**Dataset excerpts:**
------------------------------------

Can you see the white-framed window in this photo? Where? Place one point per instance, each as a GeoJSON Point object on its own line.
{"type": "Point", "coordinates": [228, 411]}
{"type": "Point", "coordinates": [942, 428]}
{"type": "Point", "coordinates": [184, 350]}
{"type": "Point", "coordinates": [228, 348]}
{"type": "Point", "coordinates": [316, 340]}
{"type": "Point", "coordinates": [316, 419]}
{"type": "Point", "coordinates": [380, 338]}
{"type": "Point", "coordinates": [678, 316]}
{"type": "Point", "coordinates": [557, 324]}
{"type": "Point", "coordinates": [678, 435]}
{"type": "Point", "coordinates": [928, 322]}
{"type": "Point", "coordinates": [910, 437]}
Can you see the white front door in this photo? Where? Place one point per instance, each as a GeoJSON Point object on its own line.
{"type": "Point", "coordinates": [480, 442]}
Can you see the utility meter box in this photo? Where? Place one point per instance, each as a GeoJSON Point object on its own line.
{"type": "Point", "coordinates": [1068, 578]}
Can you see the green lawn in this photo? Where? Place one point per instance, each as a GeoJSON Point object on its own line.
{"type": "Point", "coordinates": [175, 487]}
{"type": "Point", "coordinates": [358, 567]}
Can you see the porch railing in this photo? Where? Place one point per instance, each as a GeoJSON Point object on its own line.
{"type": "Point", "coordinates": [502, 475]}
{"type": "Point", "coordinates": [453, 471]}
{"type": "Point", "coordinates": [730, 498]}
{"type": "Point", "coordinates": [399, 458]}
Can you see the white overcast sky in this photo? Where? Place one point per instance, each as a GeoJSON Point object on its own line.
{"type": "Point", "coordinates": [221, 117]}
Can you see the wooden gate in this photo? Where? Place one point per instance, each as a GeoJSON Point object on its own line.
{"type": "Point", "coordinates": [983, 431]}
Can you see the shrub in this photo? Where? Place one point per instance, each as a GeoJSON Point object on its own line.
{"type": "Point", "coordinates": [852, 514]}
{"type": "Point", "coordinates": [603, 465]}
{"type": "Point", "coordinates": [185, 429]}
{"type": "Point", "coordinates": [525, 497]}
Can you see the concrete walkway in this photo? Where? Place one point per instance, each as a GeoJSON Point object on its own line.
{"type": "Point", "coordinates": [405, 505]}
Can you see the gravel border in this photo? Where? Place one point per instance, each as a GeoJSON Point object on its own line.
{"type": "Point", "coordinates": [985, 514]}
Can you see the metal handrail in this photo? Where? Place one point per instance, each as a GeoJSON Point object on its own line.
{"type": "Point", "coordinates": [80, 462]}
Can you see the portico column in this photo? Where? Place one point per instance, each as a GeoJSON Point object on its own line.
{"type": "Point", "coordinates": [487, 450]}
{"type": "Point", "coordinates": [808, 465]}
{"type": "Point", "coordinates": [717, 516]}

------------------------------------

**What this task involves:** Set every record down again, exactly as given.

**Output of the task:**
Can you see the white-framed window in this photo? Where? Place one point per instance, each as a GeoJSON Point object on its own line.
{"type": "Point", "coordinates": [228, 411]}
{"type": "Point", "coordinates": [942, 428]}
{"type": "Point", "coordinates": [184, 350]}
{"type": "Point", "coordinates": [228, 348]}
{"type": "Point", "coordinates": [316, 340]}
{"type": "Point", "coordinates": [316, 419]}
{"type": "Point", "coordinates": [380, 338]}
{"type": "Point", "coordinates": [678, 316]}
{"type": "Point", "coordinates": [557, 324]}
{"type": "Point", "coordinates": [678, 435]}
{"type": "Point", "coordinates": [928, 322]}
{"type": "Point", "coordinates": [910, 437]}
Can you see the white front door in this photo? Where? Place one point per instance, each as a GeoJSON Point object on its own line.
{"type": "Point", "coordinates": [480, 442]}
Can you see the utility meter box in this photo? Where? Place one point per instance, each as a GeoJSON Point object on its own line.
{"type": "Point", "coordinates": [1068, 578]}
Can you see the green lawn in this photo? Where? Place one point per instance, each as a GeoJSON Point object on its own line.
{"type": "Point", "coordinates": [175, 487]}
{"type": "Point", "coordinates": [358, 567]}
Can you see the porch railing in this photo? Where? Place one point per instance, each as a GeoJSON Point object on its own line.
{"type": "Point", "coordinates": [502, 475]}
{"type": "Point", "coordinates": [453, 471]}
{"type": "Point", "coordinates": [730, 498]}
{"type": "Point", "coordinates": [399, 458]}
Can you see the white overcast sky in this photo? Where? Place one point per instance, each as a GeoJSON Point object on its own line.
{"type": "Point", "coordinates": [221, 117]}
Can you see the wooden gate in this photo? Where? Place one point per instance, each as a GeoJSON Point object on its own line.
{"type": "Point", "coordinates": [983, 431]}
Can you see the shrub in this photo? Where? Place one point per instance, each as a GeoJSON Point object on its own line.
{"type": "Point", "coordinates": [852, 514]}
{"type": "Point", "coordinates": [603, 465]}
{"type": "Point", "coordinates": [185, 429]}
{"type": "Point", "coordinates": [525, 497]}
Can you see the concrete walkway in this photo? Where? Place one point per instance, each as a GeoJSON Point object on its own line.
{"type": "Point", "coordinates": [405, 505]}
Can you see the gravel border in this photo? Where? Place one point per instance, each as a GeoJSON Point object on its own line.
{"type": "Point", "coordinates": [985, 514]}
Can you see the metal handrail in this photo? Where? Place one point per instance, each as a GeoJSON Point object on its own line.
{"type": "Point", "coordinates": [80, 462]}
Can you see the portico column in this photo? Where? Place one point per instance, each as a GeoJSON Point object on its own line.
{"type": "Point", "coordinates": [487, 450]}
{"type": "Point", "coordinates": [808, 465]}
{"type": "Point", "coordinates": [717, 516]}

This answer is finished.